**Records to use**:
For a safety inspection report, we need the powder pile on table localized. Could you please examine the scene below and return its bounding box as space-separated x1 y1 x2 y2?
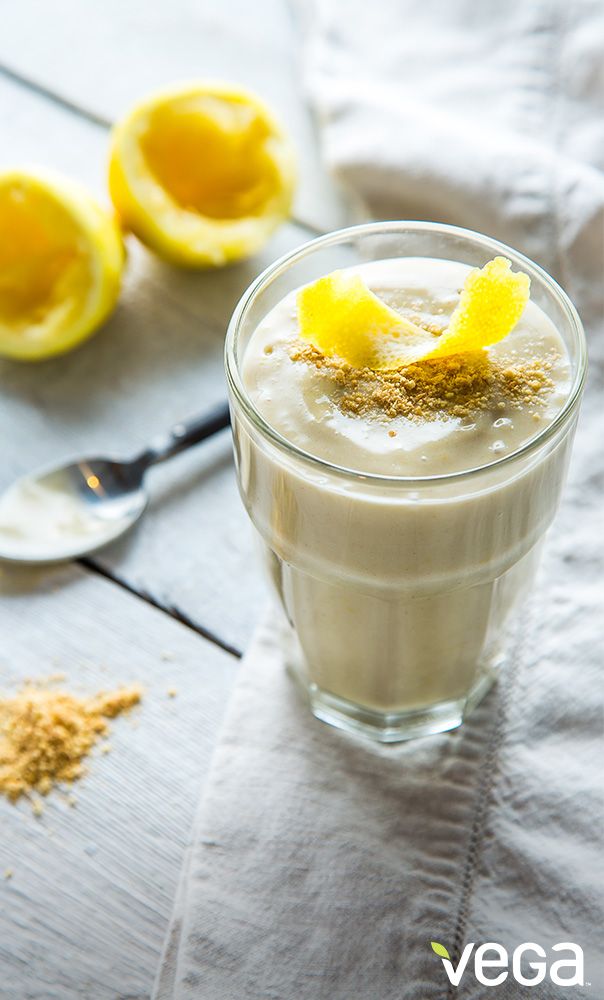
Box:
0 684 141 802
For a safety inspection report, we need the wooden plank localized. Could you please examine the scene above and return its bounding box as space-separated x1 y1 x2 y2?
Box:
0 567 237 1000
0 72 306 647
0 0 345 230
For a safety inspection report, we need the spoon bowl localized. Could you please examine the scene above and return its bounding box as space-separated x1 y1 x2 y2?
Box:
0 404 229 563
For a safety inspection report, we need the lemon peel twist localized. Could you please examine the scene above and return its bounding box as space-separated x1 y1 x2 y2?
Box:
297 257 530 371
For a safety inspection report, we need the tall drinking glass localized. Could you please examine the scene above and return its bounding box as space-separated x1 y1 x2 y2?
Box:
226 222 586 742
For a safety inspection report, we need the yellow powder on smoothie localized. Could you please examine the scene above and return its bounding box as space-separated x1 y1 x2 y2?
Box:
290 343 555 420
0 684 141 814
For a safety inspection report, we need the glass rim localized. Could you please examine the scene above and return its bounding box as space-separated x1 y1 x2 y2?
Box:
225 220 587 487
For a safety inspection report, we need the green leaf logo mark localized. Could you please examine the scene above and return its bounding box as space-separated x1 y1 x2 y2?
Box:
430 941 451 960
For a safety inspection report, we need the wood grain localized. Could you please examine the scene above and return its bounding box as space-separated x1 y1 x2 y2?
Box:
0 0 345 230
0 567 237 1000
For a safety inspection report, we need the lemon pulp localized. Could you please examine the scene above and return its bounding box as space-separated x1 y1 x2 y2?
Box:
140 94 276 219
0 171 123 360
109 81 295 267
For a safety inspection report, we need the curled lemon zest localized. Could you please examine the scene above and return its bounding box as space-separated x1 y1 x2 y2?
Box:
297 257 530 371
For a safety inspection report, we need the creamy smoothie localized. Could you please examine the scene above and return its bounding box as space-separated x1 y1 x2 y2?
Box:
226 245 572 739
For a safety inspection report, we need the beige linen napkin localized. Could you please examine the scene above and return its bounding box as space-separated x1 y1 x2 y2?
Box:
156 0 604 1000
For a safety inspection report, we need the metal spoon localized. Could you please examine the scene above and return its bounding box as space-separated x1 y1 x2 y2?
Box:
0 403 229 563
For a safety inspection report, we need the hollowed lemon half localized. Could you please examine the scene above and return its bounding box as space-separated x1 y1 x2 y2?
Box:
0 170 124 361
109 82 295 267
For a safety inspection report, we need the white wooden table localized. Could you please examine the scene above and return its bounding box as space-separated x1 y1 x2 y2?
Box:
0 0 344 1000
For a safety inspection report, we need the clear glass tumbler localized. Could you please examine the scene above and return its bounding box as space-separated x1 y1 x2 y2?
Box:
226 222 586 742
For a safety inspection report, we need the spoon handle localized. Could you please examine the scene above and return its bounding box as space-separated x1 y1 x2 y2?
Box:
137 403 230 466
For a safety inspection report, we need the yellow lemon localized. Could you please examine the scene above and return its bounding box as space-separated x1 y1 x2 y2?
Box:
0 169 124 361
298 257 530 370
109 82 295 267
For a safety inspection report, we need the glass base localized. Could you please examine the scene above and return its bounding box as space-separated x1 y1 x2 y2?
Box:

**What you should do**: Recast all of the rows above as a JSON list of strings, with one string for each line and blank lines omitted. Leave the pictures out of the answer.

**Finished exercise**:
[
  "For a safety inspection report, we need the powder pile on table localized. Could you please examine the scene below and return its bounding box as space-separated x1 y1 x2 y2?",
  "Box:",
  "0 684 141 802",
  "For a safety inspection report, we need the wooden plank localized. Could you please examine the scene above and return its bounding box as space-separated x1 y1 x2 y2?",
  "Box:",
  "0 567 237 1000",
  "0 72 306 647",
  "0 0 345 230",
  "For a safety inspection report, we need the spoon bowl localized. Could you please examine the scene above and return its bounding box as space-separated x1 y1 x2 y2?",
  "Box:",
  "0 404 229 563",
  "For a safety inspection report, we need the lemon peel twist localized. Could you please examine the scene above and return its bounding box as space-separated x1 y1 x2 y2?",
  "Box:",
  "297 257 530 371",
  "For a safety inspection report, we need the tall drinking glass localized. Could you please examine the scene above and return its bounding box as space-separated x1 y1 x2 y2?",
  "Box:",
  "226 222 586 742",
  "For a safety inspection report, we need the yellow powder on smoothie localized. Could you please examine the scene above and return its bounding box as space-separated x1 y1 x2 y2?",
  "Box:",
  "290 343 555 420",
  "0 684 141 814",
  "For a safety inspection report, we need the glass rim localized. Could you please examine the scene above and return its bounding box as space-separated x1 y1 x2 y2?",
  "Box:",
  "225 220 587 487",
  "For a safety inspection report, we need the green leaf logo mark localized. Could you please examine the scene above and return its bounding box as space-separated x1 y1 x2 y2?",
  "Box:",
  "430 941 451 960",
  "For a safety inspection report, we need the wood grain localized. Could you please examine the scene above and return its bounding box as space-separated x1 y1 x2 y2?",
  "Box:",
  "0 0 345 230",
  "0 567 237 1000",
  "For a safety inspection report, we need the lemon pulp localized. Could you please examine the scene above and return its bounding box as space-separated x1 y1 x2 y2?",
  "Box:",
  "140 94 276 219",
  "0 171 123 360",
  "109 81 295 267",
  "For a safety inspection report, we need the curled lemon zest localized. Could you please examine the scene above and return its bounding box as space-separated x1 y1 x2 y2?",
  "Box:",
  "297 257 530 371",
  "For a safety inspection report, we need the creamy smoothie localized. Could you please examine the scene above and return its bounding box as space-separated x1 y1 x2 y2?",
  "Box:",
  "226 245 572 739",
  "For a safety inspection report, we need the beige linen napkin localized. Could you please examine the scene above and return its bounding box as space-separated x1 y1 x2 y2?",
  "Box:",
  "156 0 604 1000",
  "For a safety inspection report, we need the metal spoon localized. Could you please examine the scene above and return its bounding box as space-separated x1 y1 x2 y2?",
  "Box:",
  "0 403 229 563",
  "For a safety inspection report, we need the hollowed lemon half localized. Could you please examine the scene above and return its bounding box as space-separated x1 y1 x2 y2?",
  "Box:",
  "0 170 124 361",
  "109 82 295 267",
  "For a safety inspection report, we need the white wooden table localized. Could you please examine the scene above and return its bounding box as space-separated x1 y1 x2 y2?",
  "Box:",
  "0 0 344 1000",
  "For a safety inspection report, we need the clear glass tumbler localized. Could you please examine the scene above and return its bounding box as space-separated x1 y1 x2 y2?",
  "Box:",
  "226 222 586 742",
  "For a safety inspection report, we need the spoon handle localized. Could you please examine the scene above and return its bounding box as space-separated x1 y1 x2 y2?",
  "Box:",
  "137 403 230 466",
  "For a safety inspection report, we need the yellow lemon localized. Could you please examine the scene above and return its bounding box as space-separated x1 y1 x2 y2?",
  "Box:",
  "0 169 124 361",
  "298 257 530 370",
  "109 82 295 267",
  "For a safety inspection report, we need the glass base localized. Could you please examine the scene above and return its bounding box as space-separated x1 y1 x2 y2?",
  "Box:"
]